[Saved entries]
BEGIN

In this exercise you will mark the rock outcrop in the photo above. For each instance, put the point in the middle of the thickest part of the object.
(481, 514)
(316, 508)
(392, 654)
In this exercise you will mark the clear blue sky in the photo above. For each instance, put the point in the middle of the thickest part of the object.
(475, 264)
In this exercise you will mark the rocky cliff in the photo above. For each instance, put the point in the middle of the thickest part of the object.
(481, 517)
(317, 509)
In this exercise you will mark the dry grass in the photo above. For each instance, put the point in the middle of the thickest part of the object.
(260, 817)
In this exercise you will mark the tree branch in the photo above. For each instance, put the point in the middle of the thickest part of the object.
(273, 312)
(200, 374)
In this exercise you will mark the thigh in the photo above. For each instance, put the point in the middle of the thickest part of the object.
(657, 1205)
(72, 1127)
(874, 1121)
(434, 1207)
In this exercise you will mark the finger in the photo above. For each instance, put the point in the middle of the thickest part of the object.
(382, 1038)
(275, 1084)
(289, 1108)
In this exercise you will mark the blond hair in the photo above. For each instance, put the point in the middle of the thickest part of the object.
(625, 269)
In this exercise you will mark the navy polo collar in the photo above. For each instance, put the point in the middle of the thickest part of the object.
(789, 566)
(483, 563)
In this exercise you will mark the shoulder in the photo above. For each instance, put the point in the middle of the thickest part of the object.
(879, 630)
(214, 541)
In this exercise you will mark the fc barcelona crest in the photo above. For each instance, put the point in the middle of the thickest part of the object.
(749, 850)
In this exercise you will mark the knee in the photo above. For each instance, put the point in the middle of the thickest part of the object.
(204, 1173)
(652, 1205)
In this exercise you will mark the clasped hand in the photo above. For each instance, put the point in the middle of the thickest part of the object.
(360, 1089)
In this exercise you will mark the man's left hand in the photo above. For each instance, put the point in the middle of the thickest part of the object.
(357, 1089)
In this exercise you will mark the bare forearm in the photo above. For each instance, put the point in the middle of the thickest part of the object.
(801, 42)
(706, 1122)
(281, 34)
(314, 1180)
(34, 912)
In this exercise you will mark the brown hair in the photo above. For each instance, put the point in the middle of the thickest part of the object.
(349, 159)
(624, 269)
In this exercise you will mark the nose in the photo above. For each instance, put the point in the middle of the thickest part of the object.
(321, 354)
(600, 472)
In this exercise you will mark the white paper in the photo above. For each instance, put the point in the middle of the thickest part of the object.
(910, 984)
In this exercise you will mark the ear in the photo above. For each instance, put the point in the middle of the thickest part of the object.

END

What needs to be done:
Repeat the data in its entirety, word for word.

Response below:
In this exercise you will mark the rock outcrop in the photo above. For each instance, put the point in the middle of the thickest part of the object.
(481, 514)
(316, 508)
(392, 654)
In this exercise you will mark the clear blue sky in the photo above. For each instance, put the point in the middle of the thickest part of the object.
(475, 264)
In this exercise you will mark the rocky cliff in the photo above. For each instance, put the point in the middle of the thickest part of the object.
(481, 517)
(317, 509)
In this exercise you will mark the dry grass in the photo above. For each instance, put the point in the middle of the thickest part of the object.
(260, 817)
In this exercise you will mark the tree branch in the photo above. For each instance, put the point in the middle of the thickest part of the object.
(273, 312)
(200, 374)
In this exercise you will mark the thigh in the photo above. For each instance, put the point in the middle of the thickest part of the object.
(657, 1205)
(72, 1127)
(874, 1121)
(434, 1207)
In this exercise you will mark the finger in the photo above. For each instance, put the point in the middle of the thickest part of the object.
(382, 1038)
(275, 1084)
(289, 1108)
In this exercise you will mark the blond hair in the photo above. For each instance, put the point in the middle of the thickest part of the object.
(625, 269)
In this exercise you will mark the navy polo collar in the photo above. For each instance, put the point in the middle of the thickest part of the object.
(789, 566)
(483, 563)
In this exercise you will mark the shoulder in the photo above. For each instance, put the point in the middle of the thickest part of the object.
(879, 630)
(214, 541)
In this exercise you will mark the fc barcelona crest in the photo above. For each instance, put the point in the middle of the thickest part of the object.
(749, 850)
In this exercise you will mark the knee in the photo above. For each instance, put the point in the middle of the thickest part of the object.
(204, 1173)
(652, 1205)
In this exercise you will mark the clasped hand in the photo above. For each instance, put the point in the middle of the thickest part of the object.
(360, 1089)
In this exercise you will mark the man's left hand in the photo above. For each instance, put the point in the middle of the thickest part of the object.
(357, 1089)
In this exercise you will mark the bare forearm in the photo above. For each instance, put the point in the middle of the thickest part of the object.
(801, 42)
(706, 1122)
(281, 34)
(314, 1180)
(34, 912)
In this exercise you will mark the brown hair in the photo above. For each instance, put the point in the middle of the thickest part of the object.
(349, 159)
(624, 269)
In this exercise you will mark the nose in the photo above. For each instance, put the point in the middle of the thickest part of the object.
(321, 354)
(600, 472)
In this exercise you will mark the white paper in the photo above. For each instance, put the point in the middle of the thickest part of the object.
(910, 984)
In this exercise you will mark the ear in the photo above. For each instance, put the point in the middle of the thickest part of the object.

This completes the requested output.